Running Windows Containers on OpenShift and Nutanix

Understanding Windows Containers

There is increased interest in Microsoft Windows^® containers due to the Kubernetes^® container orchestration system becoming the go-to technology for container workload orchestration. The prospect of managing both Linux^® and Windows workloads within a single system, such as Kubernetes, is an appealing one, especially for organizations with existing investments in Windows applications. This approach offers the potential to achieve the same operational efficiencies on Windows as is typically seen with Linux in a Kubernetes environment. The ecosystem of tools and cloud-native knowledge that has typically been enjoyed by Linux can also be leveraged for Windows. This allows Windows developers to take advantage of self-service cloud-native tools for building and scaling applications like never before. The ability to containerize existing apps and eliminate hardware to cut costs, as well as simplify migration from end-of-support operating systems, are among the key advantages of running Windows containers in Kubernetes.

In this blog, we will explore running Windows containers using the Red Hat OpenShift^® software on the Nutanix^® platform.

Pre-requisites

1. Supported Windows Server version – Windows Server 2022, OS Build 20348.681 or later
2. Red Hat OpenShift Container Platform 4.14 and later
3. Nutanix AOS™ 6.5.2.7 and later
4. Nutanix AHV^® 20220304.392 and later
5. Nutanix Prism Central™ pc.2023.1.0.1 and later
6. In addition to the two DNS entries for api.<cluster_name><base_domain> and *.apps.<cluster_name>.<base_domain>, you will need one more entry for api-int.<cluster_name><base_domain>, pointing to the API VIP.

### Problems to solve:
• a. According to the prerequisites in the Windows containers blog, which version of Red Hat OpenShift Container Platform is required?
• b. Continue the blog on running Windows containers with OpenShift and Nutanix from its final line.

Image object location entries
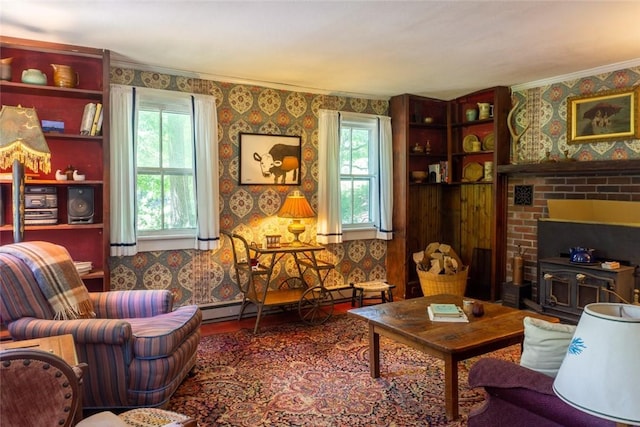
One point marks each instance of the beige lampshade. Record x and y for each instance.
(21, 139)
(600, 374)
(296, 206)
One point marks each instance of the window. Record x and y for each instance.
(358, 171)
(165, 195)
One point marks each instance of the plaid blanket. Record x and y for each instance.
(56, 276)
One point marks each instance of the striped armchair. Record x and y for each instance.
(137, 348)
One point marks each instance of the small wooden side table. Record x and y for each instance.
(60, 345)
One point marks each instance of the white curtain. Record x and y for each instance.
(329, 227)
(207, 188)
(329, 212)
(122, 172)
(124, 104)
(385, 217)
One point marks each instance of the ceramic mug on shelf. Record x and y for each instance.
(34, 76)
(64, 76)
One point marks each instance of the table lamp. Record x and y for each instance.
(22, 143)
(296, 206)
(600, 374)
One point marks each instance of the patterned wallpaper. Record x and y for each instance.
(202, 277)
(546, 109)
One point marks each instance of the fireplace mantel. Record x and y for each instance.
(618, 167)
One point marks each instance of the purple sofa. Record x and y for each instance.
(520, 397)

### Task-by-task outputs:
• a. Red Hat OpenShift Container Platform 4.14 or later.

• b.
Creating the Nutanix Windows VM Golden Image

1. We create a new Windows VM in AHV ensuring to use the latest VirtIO drivers available from the Nutanix portal. Here is a detailed procedure for the process.
2. Once the VM is ready, we install cloudbase-init in it. Cloudbase-Init is designed to complement the sysprep process by extending the customization capabilities for Windows instances in cloud environments. It works by processing cloud-init data, which typically includes information provided by the cloud platform, such as user data, metadata, and configuration settings specific to the instance.
3. We clone the VM so as to run sysprep in the clone and create a reusable image from it.
4. In the cloned VM, we run the Windows Sysprep tool with the following command. Sysprep involves generalizing the Windows OS, so that when new VMs are provisioned from that template, they each have that individuality and function correctly in a Windows domain network.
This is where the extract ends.